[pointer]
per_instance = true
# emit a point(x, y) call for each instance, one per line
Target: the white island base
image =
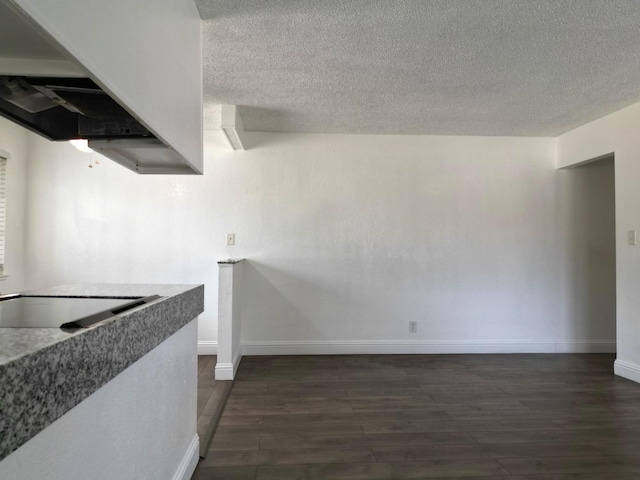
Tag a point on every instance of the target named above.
point(140, 425)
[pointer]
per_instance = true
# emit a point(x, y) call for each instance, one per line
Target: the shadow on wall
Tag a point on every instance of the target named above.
point(587, 219)
point(294, 304)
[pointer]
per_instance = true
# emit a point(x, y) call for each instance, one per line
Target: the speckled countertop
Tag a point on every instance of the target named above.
point(45, 372)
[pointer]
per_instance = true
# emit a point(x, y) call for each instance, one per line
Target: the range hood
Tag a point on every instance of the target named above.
point(64, 108)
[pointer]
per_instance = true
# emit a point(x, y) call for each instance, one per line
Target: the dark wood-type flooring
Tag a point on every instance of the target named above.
point(212, 396)
point(489, 417)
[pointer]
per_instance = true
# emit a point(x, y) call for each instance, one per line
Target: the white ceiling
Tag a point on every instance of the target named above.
point(19, 40)
point(463, 67)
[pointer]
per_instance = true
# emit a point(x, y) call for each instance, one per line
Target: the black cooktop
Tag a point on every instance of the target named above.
point(17, 311)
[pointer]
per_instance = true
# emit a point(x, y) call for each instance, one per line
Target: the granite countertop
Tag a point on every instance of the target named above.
point(45, 372)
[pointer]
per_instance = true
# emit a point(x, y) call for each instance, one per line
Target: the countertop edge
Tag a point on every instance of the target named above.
point(38, 387)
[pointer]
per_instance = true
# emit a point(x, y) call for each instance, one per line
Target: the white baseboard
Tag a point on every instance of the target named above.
point(227, 371)
point(207, 348)
point(627, 370)
point(189, 460)
point(427, 347)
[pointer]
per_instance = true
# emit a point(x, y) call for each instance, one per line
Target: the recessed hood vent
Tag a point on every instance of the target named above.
point(66, 108)
point(62, 108)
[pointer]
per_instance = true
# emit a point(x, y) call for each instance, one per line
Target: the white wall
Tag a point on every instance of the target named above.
point(617, 133)
point(14, 139)
point(348, 238)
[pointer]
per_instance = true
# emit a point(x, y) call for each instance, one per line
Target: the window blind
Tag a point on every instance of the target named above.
point(4, 156)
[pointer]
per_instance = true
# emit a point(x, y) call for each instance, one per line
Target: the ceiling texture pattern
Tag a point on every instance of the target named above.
point(446, 67)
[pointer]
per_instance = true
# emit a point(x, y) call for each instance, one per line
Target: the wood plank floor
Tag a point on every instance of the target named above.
point(490, 417)
point(212, 396)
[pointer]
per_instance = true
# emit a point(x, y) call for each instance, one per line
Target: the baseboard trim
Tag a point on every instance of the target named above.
point(413, 347)
point(206, 347)
point(189, 460)
point(627, 370)
point(227, 371)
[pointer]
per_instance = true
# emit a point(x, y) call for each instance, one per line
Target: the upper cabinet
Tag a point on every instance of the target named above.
point(144, 56)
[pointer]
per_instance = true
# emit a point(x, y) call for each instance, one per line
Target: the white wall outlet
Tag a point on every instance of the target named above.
point(631, 237)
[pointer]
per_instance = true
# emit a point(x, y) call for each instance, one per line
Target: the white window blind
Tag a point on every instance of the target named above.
point(4, 156)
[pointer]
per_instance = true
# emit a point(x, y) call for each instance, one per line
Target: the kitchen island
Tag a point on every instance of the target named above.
point(115, 400)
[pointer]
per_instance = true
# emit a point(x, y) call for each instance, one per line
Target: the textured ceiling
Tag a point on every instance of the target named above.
point(465, 67)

════════════════

= TASK =
Copy the records above exactly, omitting every picture.

= COMPLETE OUTPUT =
[pointer]
per_instance = true
# emit a point(x, y) call for each instance, one per line
Target: the white island base
image =
Tag a point on every instance of the target named above.
point(140, 425)
[pointer]
per_instance = true
# emit a point(x, y) call for each instance, one per line
Target: the shadow on wall
Tag a point on every instance of the target named above.
point(587, 219)
point(294, 304)
[pointer]
per_instance = true
# emit a point(x, y) call for each instance, one per line
Target: the speckled countertop
Tag a point on every instance of the target named above.
point(45, 372)
[pointer]
per_instance = true
# emit a point(x, y) call for each instance, one per line
Target: the range hood
Tag a point on every instance of the target named above.
point(64, 108)
[pointer]
per_instance = true
# emit a point(x, y) call for each instance, one per line
Target: the dark wood-type flooring
Tag a point on every instance of the target named above.
point(212, 396)
point(489, 417)
[pointer]
per_instance = true
# emit a point(x, y) call for each instance, one per line
Target: the white ceiling
Tag a point on every instance of the target named above.
point(19, 40)
point(463, 67)
[pointer]
per_instance = true
# emit a point(x, y) call for each instance, one per line
Target: the black cooktop
Tag a point on every instance of the target named above.
point(17, 311)
[pointer]
per_instance = true
# emit a point(x, y) call for each instance, one per line
Target: the granite countertop
Tag a point on every instance of the target named above.
point(45, 372)
[pointer]
per_instance = true
# emit a point(x, y) call for each instance, one per line
Target: the countertop edge
Tag a point on every instance of the target named above.
point(38, 387)
[pointer]
per_instance = true
# emit a point(x, y) call for each instance, one per line
Target: the white baseboard
Tag a point on every instance of the target named above.
point(227, 371)
point(207, 348)
point(627, 370)
point(189, 460)
point(427, 347)
[pointer]
per_instance = true
# emit a point(x, y) call for each instance, one per line
Target: the recessed hood vent
Tag a point on every instance of the target named above.
point(66, 108)
point(62, 108)
[pointer]
per_instance = true
# emit a point(x, y) call for each instance, one per line
Target: the white wall
Tag a point on every instance of the target named above.
point(617, 133)
point(14, 139)
point(348, 238)
[pointer]
per_instance = true
# emit a point(x, y) call for each instance, one per line
Target: the window blind
Tag a point on every instance of the target named above.
point(4, 156)
[pointer]
per_instance = true
# emit a point(x, y) call for each instance, one per line
Target: the ceiling texture pattern
Tag a point on every instance of the target named above.
point(446, 67)
[pointer]
per_instance = true
# emit a point(x, y) call for each instance, one per line
Target: the wood plank floor
Tag a point on every instance of the target named above.
point(490, 417)
point(212, 396)
[pointer]
per_instance = true
# emit a point(x, y) call for each instance, one per line
Target: the baseboard trim
Tag a point on every instance of the target named above.
point(413, 347)
point(206, 347)
point(189, 460)
point(627, 370)
point(227, 371)
[pointer]
per_instance = true
# emit a point(x, y) call for each instance, one per line
Target: the upper cabinet
Tag a point on every instance of the target named above.
point(144, 56)
[pointer]
per_instance = true
# emit a point(x, y) call for each instance, one per line
Target: the white wall outlet
Tag a point on every instance of the target named above.
point(631, 237)
[pointer]
per_instance = true
# emit a point(x, y) call for each instance, one per line
Target: the white window blind
Tag a point on every instance of the target named above.
point(4, 156)
[pointer]
per_instance = true
# emit a point(x, y) call for each instance, one per line
Target: the kitchen island
Tag a point on every instance of the target named above.
point(115, 400)
[pointer]
per_instance = true
# emit a point(x, y) call for each instance, one per line
Target: the textured ceiling
Tag a point on every instance of the target named above.
point(465, 67)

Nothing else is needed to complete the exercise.